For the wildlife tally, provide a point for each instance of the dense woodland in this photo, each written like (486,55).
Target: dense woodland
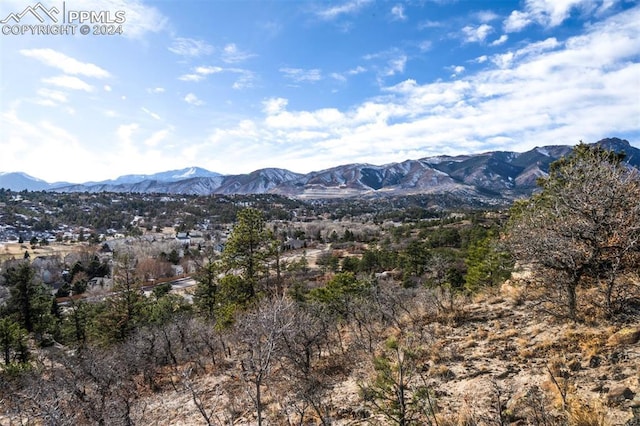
(270,334)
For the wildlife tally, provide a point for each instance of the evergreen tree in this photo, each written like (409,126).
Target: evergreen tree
(582,230)
(249,248)
(30,300)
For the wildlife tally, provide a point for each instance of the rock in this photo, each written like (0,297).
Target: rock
(595,361)
(574,366)
(619,393)
(625,336)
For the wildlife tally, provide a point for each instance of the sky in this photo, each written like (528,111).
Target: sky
(235,86)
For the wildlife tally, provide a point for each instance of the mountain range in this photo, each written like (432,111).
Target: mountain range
(490,175)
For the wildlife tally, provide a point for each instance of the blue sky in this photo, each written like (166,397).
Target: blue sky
(234,86)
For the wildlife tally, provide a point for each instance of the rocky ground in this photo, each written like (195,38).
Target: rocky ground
(496,360)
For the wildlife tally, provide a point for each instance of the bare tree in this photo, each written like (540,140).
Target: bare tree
(583,230)
(259,334)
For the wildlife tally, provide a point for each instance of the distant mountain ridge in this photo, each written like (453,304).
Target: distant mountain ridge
(489,175)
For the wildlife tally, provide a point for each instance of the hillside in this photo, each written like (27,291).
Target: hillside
(487,177)
(485,359)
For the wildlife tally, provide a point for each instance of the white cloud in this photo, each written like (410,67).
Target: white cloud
(150,113)
(68,82)
(457,70)
(396,66)
(191,77)
(245,79)
(476,34)
(206,70)
(551,13)
(200,73)
(190,47)
(193,99)
(503,38)
(157,137)
(65,63)
(397,12)
(546,92)
(485,16)
(348,7)
(517,21)
(273,106)
(300,75)
(54,96)
(231,54)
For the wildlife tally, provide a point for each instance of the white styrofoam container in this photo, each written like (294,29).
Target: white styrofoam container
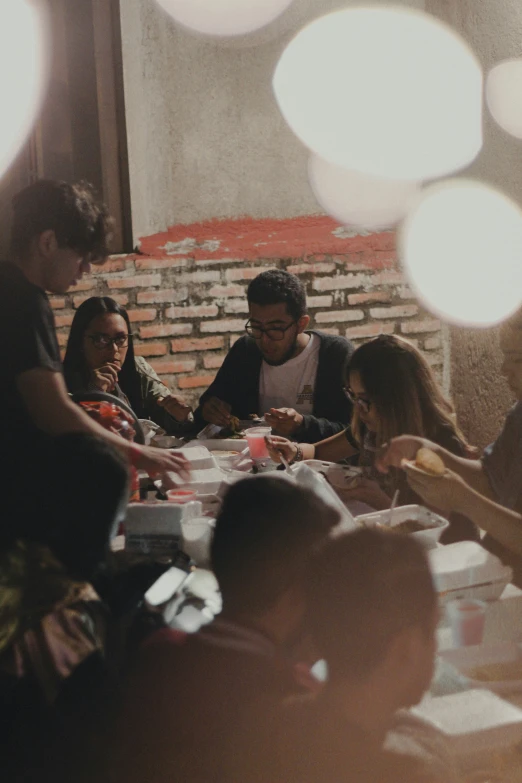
(219,444)
(156,527)
(435,524)
(475,723)
(465,659)
(199,457)
(467,570)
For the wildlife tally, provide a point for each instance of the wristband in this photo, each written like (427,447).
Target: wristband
(134,455)
(298,455)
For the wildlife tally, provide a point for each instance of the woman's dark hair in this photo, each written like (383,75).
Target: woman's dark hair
(275,286)
(400,383)
(74,363)
(73,212)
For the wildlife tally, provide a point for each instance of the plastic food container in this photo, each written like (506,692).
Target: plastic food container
(199,457)
(485,666)
(181,496)
(203,482)
(434,524)
(155,528)
(475,723)
(467,570)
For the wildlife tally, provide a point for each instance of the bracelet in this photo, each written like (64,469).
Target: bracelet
(298,455)
(134,454)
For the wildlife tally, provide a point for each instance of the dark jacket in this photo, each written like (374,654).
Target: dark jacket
(237,383)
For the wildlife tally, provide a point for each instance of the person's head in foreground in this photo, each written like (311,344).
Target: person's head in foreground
(394,392)
(58,231)
(511,347)
(373,613)
(101,335)
(278,314)
(264,536)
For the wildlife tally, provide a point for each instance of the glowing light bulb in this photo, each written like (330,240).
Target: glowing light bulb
(504,95)
(461,246)
(224,17)
(358,199)
(391,92)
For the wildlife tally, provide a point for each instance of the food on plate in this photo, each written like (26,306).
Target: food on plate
(429,462)
(408,526)
(497,672)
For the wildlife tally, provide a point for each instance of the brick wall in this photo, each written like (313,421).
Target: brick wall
(186,291)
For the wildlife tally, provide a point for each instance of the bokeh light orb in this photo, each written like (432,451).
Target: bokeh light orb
(387,91)
(24,70)
(504,95)
(357,199)
(224,17)
(461,246)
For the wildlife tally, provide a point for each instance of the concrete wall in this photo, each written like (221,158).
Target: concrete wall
(206,138)
(494,29)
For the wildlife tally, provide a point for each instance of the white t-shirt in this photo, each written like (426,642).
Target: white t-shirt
(292,384)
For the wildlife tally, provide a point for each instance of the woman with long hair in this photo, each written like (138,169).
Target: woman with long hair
(394,392)
(100,357)
(487,490)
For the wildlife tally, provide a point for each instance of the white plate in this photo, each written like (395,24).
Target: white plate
(465,659)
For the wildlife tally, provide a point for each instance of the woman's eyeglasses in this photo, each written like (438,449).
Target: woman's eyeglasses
(273,334)
(356,399)
(102,341)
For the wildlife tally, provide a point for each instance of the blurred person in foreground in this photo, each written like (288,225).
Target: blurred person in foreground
(372,613)
(487,490)
(197,704)
(58,232)
(280,369)
(57,659)
(100,357)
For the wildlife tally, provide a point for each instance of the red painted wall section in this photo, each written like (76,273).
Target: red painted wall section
(185,290)
(250,240)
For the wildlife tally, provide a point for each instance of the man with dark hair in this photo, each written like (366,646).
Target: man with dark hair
(292,376)
(197,705)
(58,231)
(372,612)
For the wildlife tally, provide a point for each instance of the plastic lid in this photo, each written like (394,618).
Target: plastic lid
(464,564)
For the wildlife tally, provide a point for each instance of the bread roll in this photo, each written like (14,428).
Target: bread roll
(429,462)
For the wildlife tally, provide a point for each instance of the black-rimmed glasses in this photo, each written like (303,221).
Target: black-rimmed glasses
(276,334)
(102,341)
(356,399)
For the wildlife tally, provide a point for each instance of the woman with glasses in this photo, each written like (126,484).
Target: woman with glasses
(394,392)
(100,357)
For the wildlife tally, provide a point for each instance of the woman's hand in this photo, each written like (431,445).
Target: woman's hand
(156,462)
(366,491)
(404,447)
(278,447)
(175,406)
(448,492)
(105,377)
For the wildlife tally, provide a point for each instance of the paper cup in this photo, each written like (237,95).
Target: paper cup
(467,618)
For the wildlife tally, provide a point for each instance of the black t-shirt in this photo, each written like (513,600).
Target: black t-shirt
(28,341)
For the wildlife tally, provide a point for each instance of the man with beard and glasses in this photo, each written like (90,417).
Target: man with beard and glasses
(279,369)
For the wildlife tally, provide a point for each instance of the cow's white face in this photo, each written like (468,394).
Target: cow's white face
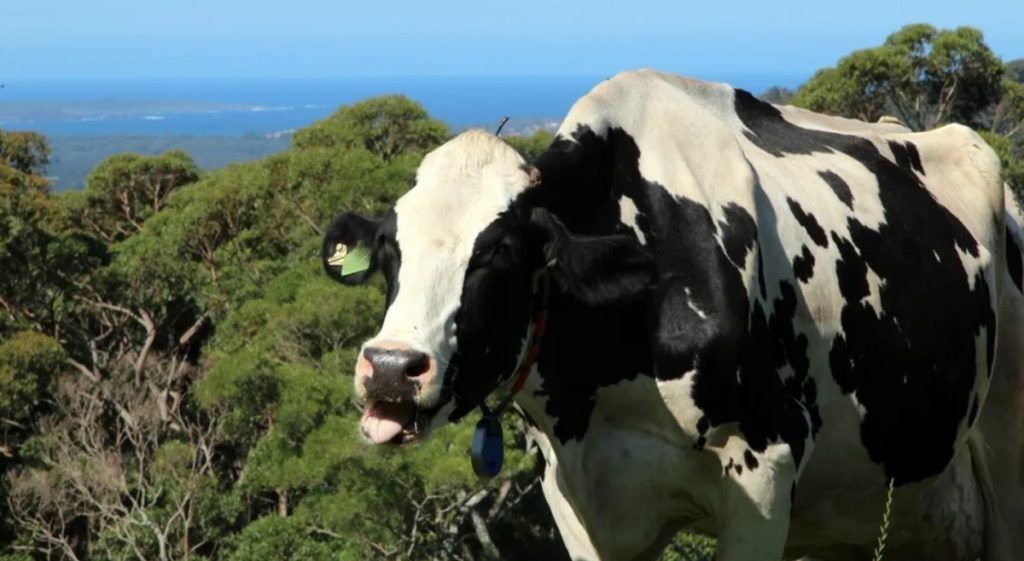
(459,277)
(460,252)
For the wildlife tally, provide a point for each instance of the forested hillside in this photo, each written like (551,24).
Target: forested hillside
(175,370)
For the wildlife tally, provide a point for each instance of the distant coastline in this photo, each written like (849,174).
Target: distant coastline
(222,122)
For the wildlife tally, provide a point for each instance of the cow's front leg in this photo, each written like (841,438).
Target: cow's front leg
(757,495)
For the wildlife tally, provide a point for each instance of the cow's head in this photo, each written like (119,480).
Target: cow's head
(460,253)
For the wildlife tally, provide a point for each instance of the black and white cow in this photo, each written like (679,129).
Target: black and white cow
(759,317)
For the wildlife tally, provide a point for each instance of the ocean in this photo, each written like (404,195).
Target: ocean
(233,108)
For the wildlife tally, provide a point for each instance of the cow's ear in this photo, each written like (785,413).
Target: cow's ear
(597,269)
(349,252)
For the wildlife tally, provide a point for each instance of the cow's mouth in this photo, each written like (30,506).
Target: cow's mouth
(393,423)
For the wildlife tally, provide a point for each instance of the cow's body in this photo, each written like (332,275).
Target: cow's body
(835,305)
(922,321)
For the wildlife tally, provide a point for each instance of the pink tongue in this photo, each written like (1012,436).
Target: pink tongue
(382,422)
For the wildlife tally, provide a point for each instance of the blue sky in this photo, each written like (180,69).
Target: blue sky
(152,39)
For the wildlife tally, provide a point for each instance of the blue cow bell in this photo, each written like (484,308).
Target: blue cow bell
(488,447)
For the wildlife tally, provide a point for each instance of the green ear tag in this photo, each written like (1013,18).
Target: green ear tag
(355,261)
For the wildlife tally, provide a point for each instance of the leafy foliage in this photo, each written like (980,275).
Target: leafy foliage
(923,75)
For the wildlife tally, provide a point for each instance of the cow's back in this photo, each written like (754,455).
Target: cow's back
(854,268)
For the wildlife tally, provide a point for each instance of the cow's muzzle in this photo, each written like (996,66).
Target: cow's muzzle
(391,379)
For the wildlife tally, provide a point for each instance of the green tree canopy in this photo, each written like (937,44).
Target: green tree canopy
(922,75)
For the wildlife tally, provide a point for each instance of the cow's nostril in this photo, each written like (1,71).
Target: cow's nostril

------------------------------

__Given request__
Repeat, without changes, every line from the one that contains "written like (785,413)." through the final line of the data.

__Complete answer__
For the wildlife tally, provide a point for each instance of the cow's ear in this photo, each written like (785,413).
Target: cow's ear
(597,269)
(349,252)
For the wildlife tally, provide a point for each instance of the cow's mouth in this photo, each written like (30,506).
Target: cow's mouth
(393,423)
For the wildlife tally, provide a point for each instance of the cow's body in this photo, each written like (332,275).
Target: cow's body
(835,305)
(922,321)
For the wildlife tally, provide a point for each instance of the pink tongue in this photo, each written like (1012,436).
Target: pink tongue
(382,422)
For the wildlife tally, provide a point for each instance of the blue sky in this photo, each written like (180,69).
Target: blue sky
(152,39)
For the wildlife tally, provide a point for each instance of the blue cow bell in this photo, each written like (484,308).
Target: blue cow bell
(488,447)
For the wildlife tally, provide a point for each instance of the green ear tag in this photo, each written like (1013,18).
Target: green ear tag
(355,261)
For the wildlife tally, provide a point for each instance of the leafy foliage in this photo, each written like (980,275).
Target: leafy foliage
(923,75)
For the wildlife tally, provide a point for each instance of the cow's back in this photo, each written like (754,455).
Target: cow's back
(854,268)
For the wildlife tally, provide a point for each instance of the cow's muzzle in this photo, each written like (996,66).
Target: cow's muzzle
(391,379)
For the wildlife tally, provide a point for each instance of the green tree canopy in this photo, each written like (937,44).
Target: green tree canopy
(922,75)
For the wildlife tally, provide a point for each instance of the cow's nostril in this photo, each written like (1,71).
Target: cow's nostril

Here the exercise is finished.